### EXERCISE
According to the passage on divorce jurisdiction, which opinion contains a résumé of the legislation on the subject?

### TEXT PASSAGE
There can be no question of the power of this court to make such a decree. Felt v. Felt, 59 N. J. Eq. 606, 45 Atl. 105, 49 Atl. 1071, 47 L. R. A. 546, 83 Am. St. Rep. 612. The jurisdiction has been exercised in innumerable cases, from the time of the earliest divorce laws, and no serious question has ever been raised thereon. The power to make such decrees, upon such notice to a defendant, has been declared by our Court of Errors to be conferred upon this court, and it has been recognized as the public policy of the state on the subject of divorce. A résumé of the legislation on the subject is contained in the opinion of Vice Chancellor Pitney in Wallace v. Wallace, 62 N. J. Eq. 509, 50 Atl. 788. When that case came before the Court of Errors, it was there declared that, upon our statute, and service of notice of the suit out of the state of New Jersey, a decree of divorce could be made having extraterritorial force. 65 N. J. Eq. 361, 54 Atl. 433. Nor do I think there is any possible doubt as to the jurisdiction exercised in this case in making a decree respecting the children of the marriage. When courts are empowered to separate husband and wife and to break up the family, in my judgment, it necessarily follows that power is given to make provision for the custody of the óffspring of the marriage thus interfered with. By section 19 of the divorce act of 1874 (2 Gen. St. p. 1269) the Legislature empowered this court, when it decreed a divorce to take order adjudicating upon the care and maintenance of the children, and still broader powers are now conferred by section 19 of the present divorce act (P. L. 1902, p. 507). Jurisdiction to decree a divorce a mensa et thoro was invoked by complainant's bill, and in my judgment, a decree respecting the custody of children of the marriage, may be supported upon the jurisdiction to decree the divorce and as an incident thereto.

### GIVEN ENTRIES
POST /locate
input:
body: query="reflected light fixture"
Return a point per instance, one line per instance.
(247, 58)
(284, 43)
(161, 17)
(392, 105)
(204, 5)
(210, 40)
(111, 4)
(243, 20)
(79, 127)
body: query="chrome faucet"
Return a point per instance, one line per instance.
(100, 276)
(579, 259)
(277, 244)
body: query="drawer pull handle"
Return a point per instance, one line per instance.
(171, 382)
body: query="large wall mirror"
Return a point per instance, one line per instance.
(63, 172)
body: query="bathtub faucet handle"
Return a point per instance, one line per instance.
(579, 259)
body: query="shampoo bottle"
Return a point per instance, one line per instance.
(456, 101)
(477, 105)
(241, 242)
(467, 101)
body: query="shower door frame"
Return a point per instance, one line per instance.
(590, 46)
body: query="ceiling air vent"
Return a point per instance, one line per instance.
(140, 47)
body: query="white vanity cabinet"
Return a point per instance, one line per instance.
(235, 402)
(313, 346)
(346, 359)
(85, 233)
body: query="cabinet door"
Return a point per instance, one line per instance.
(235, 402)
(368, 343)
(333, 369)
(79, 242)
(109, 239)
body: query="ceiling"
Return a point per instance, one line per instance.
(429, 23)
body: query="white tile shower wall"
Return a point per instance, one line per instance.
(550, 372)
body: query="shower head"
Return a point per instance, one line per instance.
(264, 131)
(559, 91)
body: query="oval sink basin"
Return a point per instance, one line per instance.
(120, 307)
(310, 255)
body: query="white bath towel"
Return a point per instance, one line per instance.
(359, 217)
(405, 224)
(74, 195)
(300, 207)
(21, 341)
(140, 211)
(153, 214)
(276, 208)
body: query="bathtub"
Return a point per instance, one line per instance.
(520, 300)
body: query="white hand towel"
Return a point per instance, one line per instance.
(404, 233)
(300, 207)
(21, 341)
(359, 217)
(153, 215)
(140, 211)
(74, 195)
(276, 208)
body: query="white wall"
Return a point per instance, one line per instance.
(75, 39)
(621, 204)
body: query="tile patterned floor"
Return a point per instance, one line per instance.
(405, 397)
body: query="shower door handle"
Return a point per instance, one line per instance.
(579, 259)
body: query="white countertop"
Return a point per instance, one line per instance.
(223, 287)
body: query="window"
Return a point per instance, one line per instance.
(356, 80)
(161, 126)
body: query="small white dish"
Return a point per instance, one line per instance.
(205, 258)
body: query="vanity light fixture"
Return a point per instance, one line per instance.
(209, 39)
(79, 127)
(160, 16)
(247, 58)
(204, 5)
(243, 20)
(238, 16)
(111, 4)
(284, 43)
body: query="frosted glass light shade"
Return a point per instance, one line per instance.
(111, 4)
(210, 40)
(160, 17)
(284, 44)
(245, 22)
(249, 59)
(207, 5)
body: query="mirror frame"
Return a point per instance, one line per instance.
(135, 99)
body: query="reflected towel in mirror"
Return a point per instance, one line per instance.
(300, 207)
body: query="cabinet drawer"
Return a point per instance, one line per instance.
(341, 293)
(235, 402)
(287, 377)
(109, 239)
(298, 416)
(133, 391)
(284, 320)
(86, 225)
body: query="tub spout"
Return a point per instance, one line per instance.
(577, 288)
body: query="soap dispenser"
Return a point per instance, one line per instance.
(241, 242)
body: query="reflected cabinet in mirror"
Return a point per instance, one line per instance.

### EXERCISE ANSWER
The opinion of Vice Chancellor Pitney in Wallace v. Wallace, 62 N. J. Eq. 509, 50 Atl. 788.